### Exercise set:
A: In the passage on tidy data, reproduce the portion from "Generally, wider data" up to and including "back and forth.", replacing "familiar" with "comfortable".
B: According to the passage on tidy data, how many rows does pge_summarize hold?
C: List every argument passed to pivot_wider() in the code shown in the passage on tidy data.

### Reading passage:
* Begin *

You’ll notice that pge_summarize is significantly altered, holding only 24 rows (24 unique combinations of 12 months and 2 customer classes), and holding only one field of actual “observed information”, the total kilowatt-hours for that month and customer class. You could have added additional summarization fields, but first I’ll note that pge_summarize, as is, is what is called “tidy” data, a concept pioneered by the tidyverse. This chapter from Hadley’s textbook gives the best explanation. pivot_longer() and pivot_wider() can be used to convert back and forth between “tidy” data and what we might be more used to from an Excel background, as shown:

pge_wide <-
  pivot_wider(
    pge_summarize,
    names_from = CUSTOMERCLASS,
    values_from = TOTALKWH
  )

pge_wide

Generally, wider data is easier to look at, but longer, “tidier” data is easier to do a variety of operations on, so you should be familiar with how to go back and forth.

* End *

### Dataset records:
* Begin *

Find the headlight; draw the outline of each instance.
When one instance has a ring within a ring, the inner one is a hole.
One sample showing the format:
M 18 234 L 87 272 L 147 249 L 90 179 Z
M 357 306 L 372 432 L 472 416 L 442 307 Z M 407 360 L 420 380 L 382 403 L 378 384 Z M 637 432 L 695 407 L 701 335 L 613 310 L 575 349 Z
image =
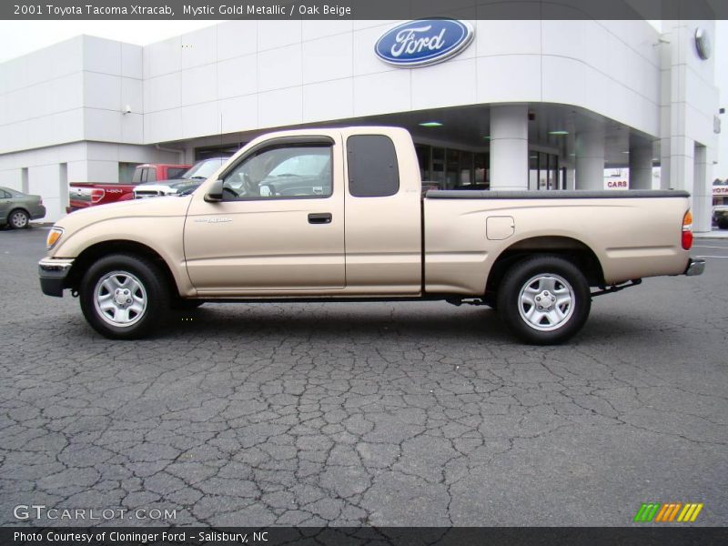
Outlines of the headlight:
M 61 238 L 62 235 L 62 228 L 51 228 L 51 230 L 48 231 L 48 237 L 46 238 L 46 248 L 48 250 L 53 248 L 56 246 L 56 243 L 58 242 L 58 239 Z

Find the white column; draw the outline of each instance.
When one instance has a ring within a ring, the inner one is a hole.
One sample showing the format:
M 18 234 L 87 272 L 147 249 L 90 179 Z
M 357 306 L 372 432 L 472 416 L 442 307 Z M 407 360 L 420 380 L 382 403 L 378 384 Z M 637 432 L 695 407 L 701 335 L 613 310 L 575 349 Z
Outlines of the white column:
M 693 230 L 710 231 L 713 211 L 713 183 L 709 173 L 708 149 L 695 144 L 693 176 Z
M 604 131 L 576 134 L 576 189 L 604 189 Z
M 652 188 L 652 147 L 630 147 L 630 189 Z
M 490 107 L 490 189 L 529 188 L 526 105 Z

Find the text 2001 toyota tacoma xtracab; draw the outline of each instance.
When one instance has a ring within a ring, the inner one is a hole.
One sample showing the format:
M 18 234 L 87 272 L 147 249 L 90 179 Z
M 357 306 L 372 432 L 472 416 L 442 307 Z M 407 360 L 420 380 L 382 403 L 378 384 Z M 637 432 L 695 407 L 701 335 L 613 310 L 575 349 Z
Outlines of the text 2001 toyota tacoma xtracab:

* End *

### In response:
A:
Generally, wider data is easier to look at, but longer, “tidier” data is easier to do a variety of operations on, so you should be comfortable with how to go back and forth.

B: 24 rows

C:
pge_summarize
names_from = CUSTOMERCLASS
values_from = TOTALKWH